» **Provided material**:
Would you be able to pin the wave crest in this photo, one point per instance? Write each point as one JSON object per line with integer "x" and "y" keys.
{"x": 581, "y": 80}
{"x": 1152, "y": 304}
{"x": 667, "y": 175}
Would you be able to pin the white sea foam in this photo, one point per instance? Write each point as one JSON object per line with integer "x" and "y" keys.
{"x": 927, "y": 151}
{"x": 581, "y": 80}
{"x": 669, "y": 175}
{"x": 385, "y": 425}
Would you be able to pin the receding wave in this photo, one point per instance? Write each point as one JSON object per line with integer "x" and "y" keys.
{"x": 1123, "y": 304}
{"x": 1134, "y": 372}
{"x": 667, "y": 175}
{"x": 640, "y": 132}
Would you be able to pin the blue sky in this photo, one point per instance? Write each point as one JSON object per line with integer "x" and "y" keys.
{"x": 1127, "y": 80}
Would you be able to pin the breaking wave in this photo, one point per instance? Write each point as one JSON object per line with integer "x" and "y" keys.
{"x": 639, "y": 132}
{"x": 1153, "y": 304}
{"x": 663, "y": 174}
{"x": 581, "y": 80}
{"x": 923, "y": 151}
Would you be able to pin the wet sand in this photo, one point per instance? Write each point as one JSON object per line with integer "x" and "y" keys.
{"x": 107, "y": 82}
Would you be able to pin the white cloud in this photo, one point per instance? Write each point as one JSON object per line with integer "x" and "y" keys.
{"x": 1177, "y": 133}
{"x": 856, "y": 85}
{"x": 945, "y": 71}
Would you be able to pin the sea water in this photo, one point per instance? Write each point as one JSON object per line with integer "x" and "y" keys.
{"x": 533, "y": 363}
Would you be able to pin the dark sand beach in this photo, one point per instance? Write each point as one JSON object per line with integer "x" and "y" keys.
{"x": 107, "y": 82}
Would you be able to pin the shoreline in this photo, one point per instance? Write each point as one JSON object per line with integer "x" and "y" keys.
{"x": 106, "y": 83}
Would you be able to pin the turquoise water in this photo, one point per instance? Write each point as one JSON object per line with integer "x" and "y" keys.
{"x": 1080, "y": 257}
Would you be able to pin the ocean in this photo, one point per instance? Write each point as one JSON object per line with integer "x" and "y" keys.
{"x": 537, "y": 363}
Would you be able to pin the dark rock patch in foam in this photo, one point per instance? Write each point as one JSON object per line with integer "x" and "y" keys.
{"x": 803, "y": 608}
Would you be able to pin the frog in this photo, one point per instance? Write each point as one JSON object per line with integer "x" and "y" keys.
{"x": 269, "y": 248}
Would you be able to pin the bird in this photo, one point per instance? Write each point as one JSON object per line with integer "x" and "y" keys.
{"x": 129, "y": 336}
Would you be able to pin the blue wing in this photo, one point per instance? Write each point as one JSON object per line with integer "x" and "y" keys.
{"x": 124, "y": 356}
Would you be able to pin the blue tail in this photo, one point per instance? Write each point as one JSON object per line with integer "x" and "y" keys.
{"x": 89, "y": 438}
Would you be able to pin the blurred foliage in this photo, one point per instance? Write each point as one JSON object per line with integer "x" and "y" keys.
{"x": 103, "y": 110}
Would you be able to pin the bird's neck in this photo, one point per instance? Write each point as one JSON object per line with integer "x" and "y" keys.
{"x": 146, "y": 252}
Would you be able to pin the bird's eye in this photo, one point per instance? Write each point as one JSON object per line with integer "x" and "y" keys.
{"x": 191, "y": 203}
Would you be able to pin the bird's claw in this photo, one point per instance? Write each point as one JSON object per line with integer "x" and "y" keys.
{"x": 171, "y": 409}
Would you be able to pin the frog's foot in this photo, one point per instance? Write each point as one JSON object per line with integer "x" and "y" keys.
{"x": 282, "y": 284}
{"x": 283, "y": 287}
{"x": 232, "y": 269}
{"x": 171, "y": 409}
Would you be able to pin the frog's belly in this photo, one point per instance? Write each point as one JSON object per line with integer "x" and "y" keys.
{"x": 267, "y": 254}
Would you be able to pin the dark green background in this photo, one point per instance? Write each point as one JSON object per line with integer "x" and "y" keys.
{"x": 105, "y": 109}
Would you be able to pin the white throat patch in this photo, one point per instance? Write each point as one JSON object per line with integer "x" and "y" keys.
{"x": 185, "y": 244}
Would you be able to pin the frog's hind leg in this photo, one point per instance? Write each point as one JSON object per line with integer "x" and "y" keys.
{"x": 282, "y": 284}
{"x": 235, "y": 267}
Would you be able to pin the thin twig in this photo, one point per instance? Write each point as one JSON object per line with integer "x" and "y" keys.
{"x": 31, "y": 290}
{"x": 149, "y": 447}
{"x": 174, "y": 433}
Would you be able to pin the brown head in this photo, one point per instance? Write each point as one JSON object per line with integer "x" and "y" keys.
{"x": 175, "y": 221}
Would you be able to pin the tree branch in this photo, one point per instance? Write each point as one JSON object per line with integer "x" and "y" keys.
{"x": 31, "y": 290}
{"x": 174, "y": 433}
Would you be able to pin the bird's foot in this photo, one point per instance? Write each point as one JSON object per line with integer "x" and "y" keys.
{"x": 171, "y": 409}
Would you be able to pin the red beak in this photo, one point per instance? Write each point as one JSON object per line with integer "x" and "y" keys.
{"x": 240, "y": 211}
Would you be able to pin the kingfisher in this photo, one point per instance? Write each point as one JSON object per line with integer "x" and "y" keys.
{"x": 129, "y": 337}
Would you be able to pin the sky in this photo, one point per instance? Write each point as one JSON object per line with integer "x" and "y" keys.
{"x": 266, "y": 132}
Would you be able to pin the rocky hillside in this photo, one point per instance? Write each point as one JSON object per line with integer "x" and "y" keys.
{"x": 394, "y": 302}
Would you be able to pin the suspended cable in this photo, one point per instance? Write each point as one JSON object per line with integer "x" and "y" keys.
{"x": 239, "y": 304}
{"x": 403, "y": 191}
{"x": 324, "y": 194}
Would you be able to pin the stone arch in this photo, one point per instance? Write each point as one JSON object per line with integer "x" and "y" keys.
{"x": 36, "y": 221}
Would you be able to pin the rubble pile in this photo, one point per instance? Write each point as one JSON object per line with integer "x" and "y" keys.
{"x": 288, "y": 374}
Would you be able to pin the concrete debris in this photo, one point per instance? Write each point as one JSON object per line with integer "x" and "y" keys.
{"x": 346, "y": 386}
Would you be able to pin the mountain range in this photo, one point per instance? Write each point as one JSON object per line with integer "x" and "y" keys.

» **Instructions for the task**: Print all the lines exactly as they occur in the listing.

» **Response to this task**:
Would you be able to pin the wave crest in this photo, one point per instance? Write each point as one JSON object per line with integer "x" and "y" keys.
{"x": 581, "y": 80}
{"x": 1152, "y": 304}
{"x": 667, "y": 175}
Would you be able to pin the white sea foam in this photo, one point per instance? Write each point as one JSON object per line with integer "x" and "y" keys.
{"x": 927, "y": 151}
{"x": 581, "y": 80}
{"x": 669, "y": 175}
{"x": 385, "y": 425}
Would you be able to pin the receding wave in this photo, one point per instance? Write each point as one JSON object per line with integer "x" and "y" keys.
{"x": 1123, "y": 304}
{"x": 1134, "y": 372}
{"x": 667, "y": 175}
{"x": 640, "y": 132}
Would you be able to pin the blue sky in this photo, one point per instance? Write each point as one JSON object per line with integer "x" and "y" keys.
{"x": 1127, "y": 80}
Would you be able to pin the breaking wave in this photo, one point per instance? Write each point as one JSON object per line with integer "x" and "y" keys.
{"x": 639, "y": 132}
{"x": 1153, "y": 304}
{"x": 663, "y": 174}
{"x": 581, "y": 80}
{"x": 923, "y": 151}
Would you be able to pin the wet sand in this photo, one point per instance? Write each point as one JSON object per line with integer "x" and "y" keys.
{"x": 107, "y": 82}
Would you be able to pin the white cloud in this photo, one point per instance? Write each point as one JSON object per line with integer "x" and "y" keys.
{"x": 1177, "y": 133}
{"x": 856, "y": 85}
{"x": 945, "y": 71}
Would you be able to pin the sea water in this photo, one point per instance? Write each point as one JSON object per line with integer "x" and "y" keys.
{"x": 533, "y": 363}
Would you be able to pin the dark sand beach in this photo, one point per instance? Write each point as one JSON object per line with integer "x" and "y" keys.
{"x": 107, "y": 82}
Would you be able to pin the shoreline in this photo, one point per instance? Write each point as one JSON object per line with integer "x" and "y" keys.
{"x": 106, "y": 83}
Would you be able to pin the turquoise water in this photo, one point per instance? Write each point as one JSON object per line with integer "x" and "y" keys.
{"x": 1080, "y": 257}
Would you be able to pin the ocean in this photo, one point per instance? Write each point as one JSON object per line with integer "x" and "y" keys.
{"x": 537, "y": 363}
Would you be able to pin the dark rock patch in foam in this photo, one point per instance? Write each point as one JSON object per line with integer "x" and "y" keys.
{"x": 803, "y": 608}
Would you be able to pin the frog in this photo, one point per instance? Write each point as one JSON object per line with integer "x" and "y" keys.
{"x": 269, "y": 248}
Would you be able to pin the bird in this photo, one point per instance? Write each point as one JSON object per line with integer "x" and "y" keys.
{"x": 129, "y": 336}
Would you be able to pin the blue wing in this photo, one point per instance? Write each point as one JSON object per line with integer "x" and "y" keys.
{"x": 124, "y": 356}
Would you be able to pin the blue tail in this photo, one point per instance? Write each point as one JSON object per line with integer "x" and "y" keys.
{"x": 89, "y": 438}
Would you be able to pin the blurred foliage in this photo, one point per instance? Write each point as one JSON object per line with integer "x" and "y" keys.
{"x": 103, "y": 110}
Would you be able to pin the bird's neck in this photo, one point per instance? Write each point as one JSON object per line with integer "x" and "y" keys.
{"x": 146, "y": 252}
Would you be able to pin the bird's eye in this photo, one point per instance? Write each point as one JSON object per line with integer "x" and "y" keys.
{"x": 191, "y": 203}
Would you be able to pin the bird's claw in this photo, one point per instance? Write each point as one JSON object per line with integer "x" and "y" keys.
{"x": 171, "y": 409}
Would you be able to pin the frog's foot in this photo, one point per instance? Write each point as one JSON object per line with integer "x" and "y" keys.
{"x": 282, "y": 284}
{"x": 283, "y": 287}
{"x": 232, "y": 269}
{"x": 171, "y": 409}
Would you be able to pin the frog's belly in this photo, one point per instance? Write each point as one JSON object per line with integer "x" and "y" keys.
{"x": 267, "y": 254}
Would you be able to pin the dark green background in this photo, one point per instance? Write each point as one JSON object per line with integer "x" and "y" keys.
{"x": 105, "y": 109}
Would you be able to pin the white throat patch in this photo, one point per instance? Write each point as one JSON object per line with integer "x" and "y" keys.
{"x": 185, "y": 244}
Would you be able to pin the frog's hind leg in this photo, one point per instance? Write each point as one JSON object per line with integer "x" and "y" keys.
{"x": 282, "y": 284}
{"x": 235, "y": 267}
Would you be able to pin the thin twig in this photo, one point per instance? Write each point as one JSON object per line with integer "x" and "y" keys.
{"x": 31, "y": 290}
{"x": 149, "y": 447}
{"x": 174, "y": 433}
Would you be able to pin the brown head in this photo, one point per instance? Write each point as one JSON object per line with integer "x" and "y" keys.
{"x": 175, "y": 221}
Would you be able to pin the tree branch in this photo, one point per instance? Write each point as one JSON object per line with integer "x" and "y" keys.
{"x": 31, "y": 290}
{"x": 174, "y": 433}
Would you be able to pin the bird's foot in this photo, one point per instance? Write each point as one JSON object per line with integer "x" and "y" keys.
{"x": 171, "y": 409}
Would you be able to pin the red beak in this photo, one point per instance? Write each point as one JSON object per line with integer "x" and "y" keys.
{"x": 240, "y": 211}
Would you be able to pin the kingfisher in this photo, one point per instance? Write each point as one JSON object per line with integer "x" and "y" keys.
{"x": 129, "y": 337}
Would you be able to pin the sky in this photo, one point per instance? Write each point as one JSON object per line with integer "x" and "y" keys.
{"x": 266, "y": 132}
Would you be able to pin the rocky hillside in this photo, one point per instance? Write each point as one JSON object per line with integer "x" and "y" keys.
{"x": 394, "y": 302}
Would you be able to pin the suspended cable in this photo, one point per instance? Write each point as one JSON object per line with integer "x" and "y" keys.
{"x": 239, "y": 304}
{"x": 403, "y": 191}
{"x": 324, "y": 194}
Would you be able to pin the stone arch in this photo, one point per instance? Write each point as one JSON object per line with integer "x" and "y" keys.
{"x": 36, "y": 221}
Would you be able to pin the rubble pile in this photo, one point per instance? Write each point as one JSON object per line with integer "x" and "y" keys.
{"x": 288, "y": 374}
Would you be able to pin the concrete debris in this photo, one point per instance? Write each point as one JSON object per line with integer "x" and "y" keys.
{"x": 346, "y": 386}
Would you be able to pin the mountain range in this photo, one point per instance? Write each point as one JSON object per line with integer "x" and "y" keys.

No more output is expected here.